- Born: Marietta, Georgia
- Education: University of Alabama
- Known for: Stochastic and Nonlinear Dynamics
- Scientific career
- Fields: Applied Mathematics Computational Biology
- Workplaces: University of Alabama Clemson University Tulane University
- Doctoral advisor: Rodger B. Sidje

= Keisha Cook =

Keisha Cook is an assistant professor for the School of Mathematical and Statistical Sciences at Clemson University.

== Biography ==
Cook was born in the suburbs just outside Marietta, Georgia. After receiving her Bachelor of Science from the University of Alabama for applied mathematics she then began work on her Masters of Arts, which she completed in 2016.

== Education and research ==
Cook received her Ph.D. in 2019 for Applied Mathematics and Computational Biology at the University of Alabama under the supervision of Rodger B. Sidje; her thesis concerned parallel stochastic simulation of biochemical reaction systems. She held a postdoctoral position jointly at Tulane University and the Southeast Center for Mathematics and Biology.

· · ·

■ WHAT THE EXERCISE ASKS
Resume the Keisha Cook biography from where it stops. The records have nothing to do with the Keisha Cook biography.

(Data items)
· · ·

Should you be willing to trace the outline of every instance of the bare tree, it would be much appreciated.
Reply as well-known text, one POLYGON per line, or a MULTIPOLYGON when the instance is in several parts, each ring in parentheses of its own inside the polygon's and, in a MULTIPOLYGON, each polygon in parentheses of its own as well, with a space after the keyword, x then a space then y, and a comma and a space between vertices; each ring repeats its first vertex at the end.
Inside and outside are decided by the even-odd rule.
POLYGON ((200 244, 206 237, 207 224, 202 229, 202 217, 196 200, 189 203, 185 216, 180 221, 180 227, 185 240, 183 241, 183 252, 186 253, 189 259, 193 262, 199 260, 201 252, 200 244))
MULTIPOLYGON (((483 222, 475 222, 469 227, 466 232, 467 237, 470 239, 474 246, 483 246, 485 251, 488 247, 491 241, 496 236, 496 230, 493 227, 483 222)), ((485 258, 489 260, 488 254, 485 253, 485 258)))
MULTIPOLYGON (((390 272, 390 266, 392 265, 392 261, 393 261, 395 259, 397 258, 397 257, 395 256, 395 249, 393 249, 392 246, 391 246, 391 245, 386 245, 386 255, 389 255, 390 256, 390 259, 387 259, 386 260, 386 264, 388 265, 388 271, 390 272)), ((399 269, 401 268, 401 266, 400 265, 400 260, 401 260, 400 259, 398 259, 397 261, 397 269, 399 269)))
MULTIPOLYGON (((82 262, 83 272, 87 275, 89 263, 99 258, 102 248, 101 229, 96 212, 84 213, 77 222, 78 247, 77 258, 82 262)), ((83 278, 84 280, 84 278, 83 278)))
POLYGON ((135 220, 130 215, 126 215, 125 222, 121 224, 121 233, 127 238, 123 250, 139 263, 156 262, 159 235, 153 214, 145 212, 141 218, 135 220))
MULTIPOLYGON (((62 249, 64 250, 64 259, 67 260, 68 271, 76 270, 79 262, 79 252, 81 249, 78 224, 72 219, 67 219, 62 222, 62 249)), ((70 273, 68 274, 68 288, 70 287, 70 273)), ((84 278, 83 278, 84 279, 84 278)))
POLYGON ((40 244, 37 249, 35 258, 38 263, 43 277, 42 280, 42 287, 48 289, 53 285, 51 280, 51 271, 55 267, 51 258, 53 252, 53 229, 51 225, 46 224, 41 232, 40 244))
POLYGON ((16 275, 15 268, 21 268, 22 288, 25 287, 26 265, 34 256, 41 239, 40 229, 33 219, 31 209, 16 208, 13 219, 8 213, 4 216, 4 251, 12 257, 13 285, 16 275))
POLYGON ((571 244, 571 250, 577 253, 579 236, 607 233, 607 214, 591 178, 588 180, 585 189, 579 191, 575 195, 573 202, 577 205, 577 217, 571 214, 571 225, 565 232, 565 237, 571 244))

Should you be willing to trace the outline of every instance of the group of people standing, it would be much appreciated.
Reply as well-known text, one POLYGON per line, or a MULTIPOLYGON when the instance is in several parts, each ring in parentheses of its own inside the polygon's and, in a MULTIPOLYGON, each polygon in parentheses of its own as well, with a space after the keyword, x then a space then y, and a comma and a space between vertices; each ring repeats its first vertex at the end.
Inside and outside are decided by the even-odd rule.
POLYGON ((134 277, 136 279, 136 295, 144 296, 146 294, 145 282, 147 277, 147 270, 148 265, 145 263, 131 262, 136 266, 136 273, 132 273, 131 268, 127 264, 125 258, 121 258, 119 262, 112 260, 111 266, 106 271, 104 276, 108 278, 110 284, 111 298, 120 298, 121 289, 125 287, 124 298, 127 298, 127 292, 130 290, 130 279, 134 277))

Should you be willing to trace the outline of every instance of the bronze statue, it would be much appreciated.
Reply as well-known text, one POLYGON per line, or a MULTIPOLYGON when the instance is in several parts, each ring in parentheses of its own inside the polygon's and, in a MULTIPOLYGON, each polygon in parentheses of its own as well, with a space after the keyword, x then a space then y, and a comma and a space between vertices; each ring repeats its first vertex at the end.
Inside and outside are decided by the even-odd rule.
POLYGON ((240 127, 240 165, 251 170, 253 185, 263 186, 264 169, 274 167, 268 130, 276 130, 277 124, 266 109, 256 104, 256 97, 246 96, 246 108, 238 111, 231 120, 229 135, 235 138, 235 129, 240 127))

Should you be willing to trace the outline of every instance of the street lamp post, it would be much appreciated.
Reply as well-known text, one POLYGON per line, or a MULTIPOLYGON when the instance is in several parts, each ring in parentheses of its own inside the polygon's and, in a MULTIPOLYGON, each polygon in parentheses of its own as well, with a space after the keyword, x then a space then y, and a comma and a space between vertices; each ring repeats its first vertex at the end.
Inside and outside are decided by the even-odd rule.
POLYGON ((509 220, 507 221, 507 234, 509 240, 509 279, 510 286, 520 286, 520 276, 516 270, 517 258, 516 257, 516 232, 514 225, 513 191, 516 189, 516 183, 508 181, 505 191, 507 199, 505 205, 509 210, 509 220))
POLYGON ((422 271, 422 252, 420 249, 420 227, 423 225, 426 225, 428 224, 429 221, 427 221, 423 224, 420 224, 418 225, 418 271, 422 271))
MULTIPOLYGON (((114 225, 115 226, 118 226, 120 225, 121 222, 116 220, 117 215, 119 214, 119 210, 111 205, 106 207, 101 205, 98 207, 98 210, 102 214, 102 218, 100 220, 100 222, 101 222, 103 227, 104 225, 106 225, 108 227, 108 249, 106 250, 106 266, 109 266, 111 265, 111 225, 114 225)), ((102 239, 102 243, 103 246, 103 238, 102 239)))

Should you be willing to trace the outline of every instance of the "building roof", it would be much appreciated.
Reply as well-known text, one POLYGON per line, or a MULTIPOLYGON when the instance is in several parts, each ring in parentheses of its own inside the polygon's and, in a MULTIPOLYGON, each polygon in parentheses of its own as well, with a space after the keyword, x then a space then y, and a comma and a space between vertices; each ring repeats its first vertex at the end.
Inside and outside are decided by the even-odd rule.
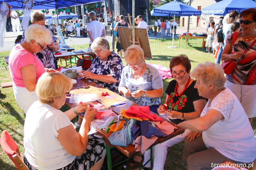
POLYGON ((159 0, 150 0, 150 1, 153 2, 153 4, 154 5, 158 5, 161 3, 159 0))

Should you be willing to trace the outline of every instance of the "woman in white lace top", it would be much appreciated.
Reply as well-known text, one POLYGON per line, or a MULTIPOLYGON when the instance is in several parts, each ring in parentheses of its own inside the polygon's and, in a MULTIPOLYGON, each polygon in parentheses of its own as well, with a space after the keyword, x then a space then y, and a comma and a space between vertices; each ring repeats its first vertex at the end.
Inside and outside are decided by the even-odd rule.
POLYGON ((225 160, 249 163, 256 158, 254 132, 237 98, 225 87, 222 67, 211 62, 200 64, 191 73, 199 95, 209 99, 201 117, 178 125, 202 136, 189 142, 185 139, 182 159, 187 169, 212 169, 225 160))

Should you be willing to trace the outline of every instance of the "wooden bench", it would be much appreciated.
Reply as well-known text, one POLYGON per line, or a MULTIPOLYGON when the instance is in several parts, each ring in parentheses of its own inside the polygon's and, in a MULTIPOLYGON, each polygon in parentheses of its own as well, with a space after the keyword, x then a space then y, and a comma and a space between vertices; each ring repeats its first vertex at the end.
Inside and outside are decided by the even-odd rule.
POLYGON ((12 82, 2 83, 2 88, 3 88, 12 87, 12 82))

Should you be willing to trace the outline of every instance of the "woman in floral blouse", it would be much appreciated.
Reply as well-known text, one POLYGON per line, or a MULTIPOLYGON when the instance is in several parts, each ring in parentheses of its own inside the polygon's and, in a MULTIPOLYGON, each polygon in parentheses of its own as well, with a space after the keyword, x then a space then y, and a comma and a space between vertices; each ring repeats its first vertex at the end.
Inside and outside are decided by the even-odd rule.
MULTIPOLYGON (((173 57, 170 63, 170 68, 174 80, 169 83, 166 91, 167 95, 164 104, 158 109, 158 112, 160 114, 164 114, 163 117, 169 118, 176 124, 200 117, 206 104, 206 100, 199 95, 197 89, 194 87, 195 81, 190 78, 191 64, 188 58, 183 54, 173 57), (166 111, 168 109, 171 110, 166 111)), ((168 147, 184 141, 188 136, 188 139, 191 141, 201 135, 201 132, 186 129, 182 134, 155 146, 153 169, 163 169, 168 147)), ((149 150, 145 153, 143 164, 150 158, 149 150)), ((149 166, 150 162, 145 166, 149 166)), ((144 169, 147 169, 147 168, 144 169)))
POLYGON ((143 62, 144 52, 138 45, 131 46, 124 53, 127 63, 122 72, 120 93, 141 106, 148 106, 157 113, 163 95, 162 76, 155 68, 143 62))
POLYGON ((123 63, 120 57, 109 50, 108 41, 98 37, 93 41, 91 48, 96 55, 90 68, 82 70, 80 77, 93 80, 95 83, 118 94, 123 63))

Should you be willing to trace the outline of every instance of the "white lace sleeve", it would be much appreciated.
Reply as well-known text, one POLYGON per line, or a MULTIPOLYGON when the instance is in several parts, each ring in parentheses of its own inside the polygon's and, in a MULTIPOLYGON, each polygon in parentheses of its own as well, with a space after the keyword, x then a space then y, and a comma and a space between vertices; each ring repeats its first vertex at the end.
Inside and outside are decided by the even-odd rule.
POLYGON ((228 91, 224 91, 221 93, 212 101, 210 109, 218 111, 224 116, 224 120, 226 121, 231 117, 234 112, 235 99, 228 91))

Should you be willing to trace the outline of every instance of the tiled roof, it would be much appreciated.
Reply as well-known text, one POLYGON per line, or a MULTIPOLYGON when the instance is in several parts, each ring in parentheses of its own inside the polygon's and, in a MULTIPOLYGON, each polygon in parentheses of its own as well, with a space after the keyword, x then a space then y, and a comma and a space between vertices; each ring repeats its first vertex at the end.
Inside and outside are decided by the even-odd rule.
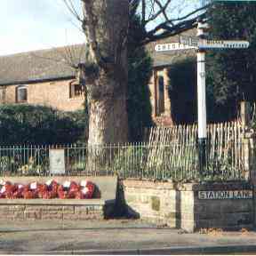
MULTIPOLYGON (((196 28, 187 30, 186 32, 181 33, 182 36, 196 36, 196 28)), ((165 38, 163 40, 159 40, 156 43, 151 43, 147 45, 148 51, 150 52, 150 55, 153 58, 153 66, 155 68, 169 66, 172 63, 177 61, 180 59, 185 59, 187 57, 196 56, 195 50, 181 50, 181 51, 172 51, 172 52, 155 52, 156 44, 163 44, 163 43, 179 43, 179 36, 174 36, 169 38, 165 38)))
POLYGON ((84 61, 84 49, 76 44, 0 56, 0 85, 74 76, 70 64, 84 61))
MULTIPOLYGON (((196 36, 196 33, 194 28, 181 35, 196 36)), ((178 42, 179 36, 175 36, 156 44, 178 42)), ((196 52, 194 50, 156 52, 155 45, 156 43, 151 43, 146 47, 154 60, 154 67, 169 66, 176 60, 195 56, 196 52)), ((70 64, 84 62, 84 44, 76 44, 0 56, 0 85, 75 76, 75 69, 70 64)))

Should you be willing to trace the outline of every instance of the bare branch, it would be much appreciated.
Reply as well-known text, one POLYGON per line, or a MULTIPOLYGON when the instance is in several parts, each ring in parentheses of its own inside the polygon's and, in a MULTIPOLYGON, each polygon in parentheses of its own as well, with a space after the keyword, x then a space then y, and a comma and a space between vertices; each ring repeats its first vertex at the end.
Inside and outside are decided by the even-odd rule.
POLYGON ((65 5, 68 7, 68 11, 77 19, 79 21, 83 22, 83 19, 80 17, 78 12, 76 12, 72 0, 62 0, 65 5))

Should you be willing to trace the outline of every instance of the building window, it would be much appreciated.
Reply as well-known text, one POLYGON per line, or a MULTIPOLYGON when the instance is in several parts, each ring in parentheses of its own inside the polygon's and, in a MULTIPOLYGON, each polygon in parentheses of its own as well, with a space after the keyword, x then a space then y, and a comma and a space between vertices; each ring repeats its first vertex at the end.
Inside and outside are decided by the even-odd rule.
POLYGON ((72 98, 81 98, 84 96, 84 88, 82 84, 78 84, 77 81, 70 83, 70 93, 69 97, 72 98))
POLYGON ((164 76, 158 76, 158 115, 164 113, 164 76))
POLYGON ((27 86, 21 85, 16 88, 16 101, 17 102, 27 102, 28 101, 28 88, 27 86))

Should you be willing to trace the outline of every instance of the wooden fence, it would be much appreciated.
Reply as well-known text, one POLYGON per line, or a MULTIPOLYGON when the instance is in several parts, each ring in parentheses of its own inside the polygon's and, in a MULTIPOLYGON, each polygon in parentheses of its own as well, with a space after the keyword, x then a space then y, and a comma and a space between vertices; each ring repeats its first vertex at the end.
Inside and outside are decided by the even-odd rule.
MULTIPOLYGON (((244 140, 244 129, 239 122, 207 125, 206 170, 212 176, 214 173, 238 179, 245 176, 247 156, 244 153, 246 152, 244 140)), ((197 149, 196 147, 191 147, 197 144, 197 124, 147 128, 145 140, 152 148, 154 145, 174 145, 172 147, 174 169, 184 168, 193 172, 197 168, 197 149)), ((163 159, 164 152, 161 147, 155 148, 156 150, 151 150, 148 158, 148 168, 151 165, 155 166, 156 161, 163 159)))

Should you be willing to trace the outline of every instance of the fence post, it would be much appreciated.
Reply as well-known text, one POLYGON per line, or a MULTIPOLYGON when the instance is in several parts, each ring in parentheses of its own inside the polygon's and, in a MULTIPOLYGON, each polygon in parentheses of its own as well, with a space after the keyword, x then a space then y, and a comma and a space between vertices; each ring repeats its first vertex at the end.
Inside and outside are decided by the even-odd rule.
POLYGON ((251 181, 256 185, 256 157, 254 143, 256 142, 254 132, 245 132, 243 138, 244 146, 244 178, 251 180, 251 181))

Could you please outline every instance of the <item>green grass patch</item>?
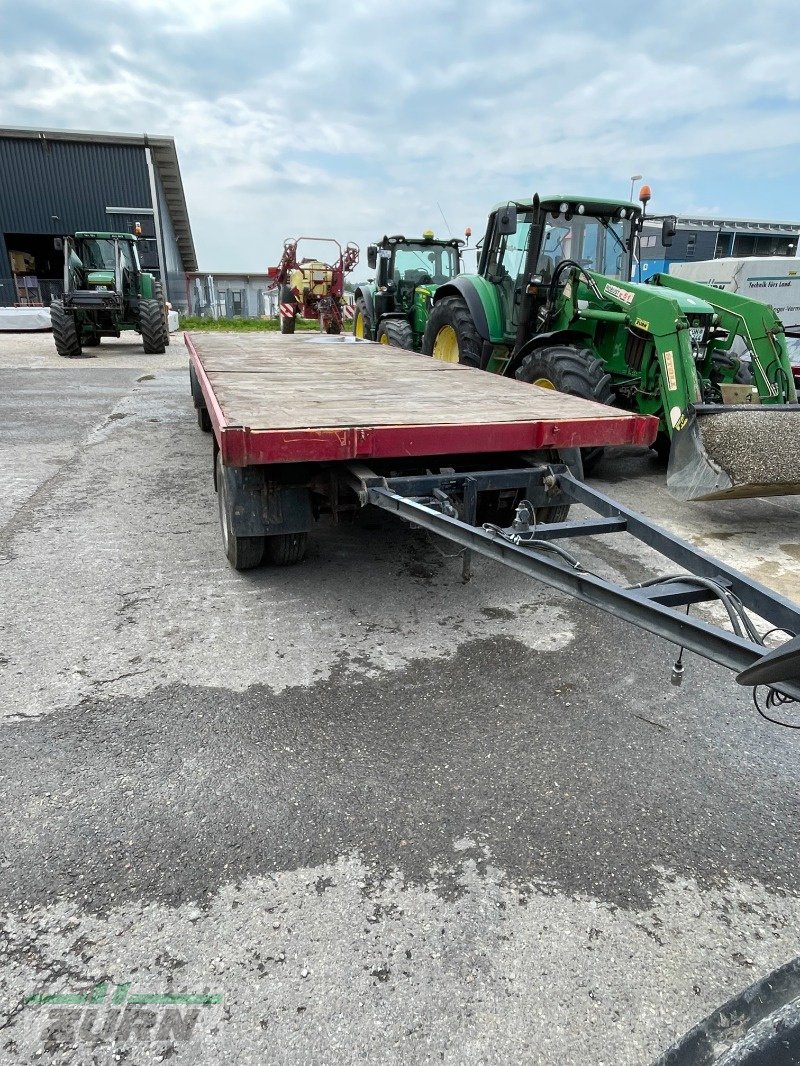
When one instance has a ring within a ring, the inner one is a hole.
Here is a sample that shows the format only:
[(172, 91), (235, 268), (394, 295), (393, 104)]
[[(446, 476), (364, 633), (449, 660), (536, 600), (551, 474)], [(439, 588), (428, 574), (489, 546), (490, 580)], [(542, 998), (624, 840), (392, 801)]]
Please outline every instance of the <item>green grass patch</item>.
[[(180, 328), (192, 333), (279, 333), (281, 323), (277, 319), (201, 319), (181, 314)], [(345, 333), (351, 328), (351, 323), (346, 322)], [(313, 332), (319, 329), (319, 322), (316, 319), (298, 319), (297, 329)]]

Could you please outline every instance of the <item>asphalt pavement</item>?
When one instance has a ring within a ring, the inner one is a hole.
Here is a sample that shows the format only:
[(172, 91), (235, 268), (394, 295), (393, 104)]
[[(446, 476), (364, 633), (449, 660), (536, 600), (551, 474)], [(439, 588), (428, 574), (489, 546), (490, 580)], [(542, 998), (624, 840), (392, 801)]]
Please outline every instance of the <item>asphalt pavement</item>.
[[(800, 599), (797, 502), (598, 477)], [(235, 572), (179, 337), (0, 335), (0, 1061), (649, 1063), (800, 954), (797, 733), (389, 516)]]

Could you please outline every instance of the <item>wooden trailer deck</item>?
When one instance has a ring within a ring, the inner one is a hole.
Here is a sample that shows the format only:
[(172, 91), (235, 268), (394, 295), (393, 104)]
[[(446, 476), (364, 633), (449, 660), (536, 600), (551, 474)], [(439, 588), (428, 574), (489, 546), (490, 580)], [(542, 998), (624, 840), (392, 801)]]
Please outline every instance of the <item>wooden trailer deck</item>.
[(187, 334), (225, 466), (650, 445), (657, 420), (370, 341)]

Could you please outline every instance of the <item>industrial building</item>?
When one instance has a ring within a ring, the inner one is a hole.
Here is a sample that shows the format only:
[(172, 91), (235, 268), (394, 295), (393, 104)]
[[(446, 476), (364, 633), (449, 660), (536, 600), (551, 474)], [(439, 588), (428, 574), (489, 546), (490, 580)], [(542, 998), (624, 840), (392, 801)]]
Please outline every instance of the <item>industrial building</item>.
[(197, 260), (172, 138), (0, 127), (0, 307), (61, 295), (66, 233), (137, 223), (142, 266), (185, 309)]
[(795, 256), (798, 240), (800, 222), (678, 215), (674, 240), (665, 247), (660, 221), (645, 221), (635, 280), (646, 281), (653, 274), (669, 273), (671, 262), (702, 262), (729, 256)]

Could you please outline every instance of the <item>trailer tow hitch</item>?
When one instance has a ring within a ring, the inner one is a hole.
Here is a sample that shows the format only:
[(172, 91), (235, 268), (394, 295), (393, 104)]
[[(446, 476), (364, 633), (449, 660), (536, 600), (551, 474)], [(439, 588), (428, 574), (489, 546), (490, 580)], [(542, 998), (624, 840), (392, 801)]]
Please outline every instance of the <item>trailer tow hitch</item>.
[[(765, 713), (757, 687), (768, 690), (767, 710), (800, 701), (800, 607), (586, 485), (567, 467), (540, 464), (388, 479), (370, 474), (364, 467), (357, 471), (364, 502), (458, 545), (465, 568), (477, 552), (670, 641), (679, 649), (672, 668), (673, 684), (681, 684), (684, 677), (684, 650), (725, 666), (739, 684), (754, 689), (759, 714), (790, 725)], [(478, 526), (475, 514), (480, 492), (498, 488), (524, 494), (511, 524)], [(580, 504), (590, 515), (538, 522), (537, 508), (554, 500)], [(673, 569), (625, 586), (592, 572), (556, 543), (604, 533), (633, 536), (675, 564), (677, 572)], [(708, 602), (724, 609), (729, 627), (688, 613), (691, 604)], [(754, 618), (767, 625), (759, 629)], [(778, 633), (788, 641), (770, 650), (765, 642)]]

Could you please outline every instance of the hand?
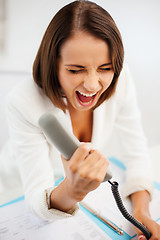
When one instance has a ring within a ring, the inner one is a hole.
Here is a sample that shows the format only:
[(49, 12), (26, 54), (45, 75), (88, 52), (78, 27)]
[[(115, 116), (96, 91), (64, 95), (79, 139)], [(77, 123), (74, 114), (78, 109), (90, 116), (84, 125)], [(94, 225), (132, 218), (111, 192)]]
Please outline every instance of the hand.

· · ·

■ RESPONSE TO THE EXERCISE
==Awards and honors==
In 2021 Cook was a part of a team that received a $3,799 grant to fund their Math for All conference. Later the same year a $49,951 for the annual Math for All conference was granted to the same team. In 2022 Dr. Cook received a grant from the Clemson University research fellows for $150,000.

Cook has been invited to many talks including a two part talk series at the University of Alabama in 2020, and a collaborative AWM and AMS meeting in 2021.

In 2022 Cook was awarded a Mathematically Gifted & Black SIAM Early Career Fellowship.

In 2024, Cook was named a Gilliam Advisor to Gilliam Fellow Jakini Kauba. They were one of 50 mentor/student pairs taking part in a prestigious program recognizing outstanding advisor/graduate student partnerships organized by the Howard Hughes Medical Institute.

== Selected publications ==
- Beckman, Erin (2021). "Chase-escape with death on trees".

- Rayens, Nathan (2022). "Transport of lysosomes decreases in the perinuclear region: Insights from changepoint analysis".

- Scott, Sherry (2021). "Post-lockdown Dynamics of COVID-19 in New York, Florida, Arizona, and Wisconsin".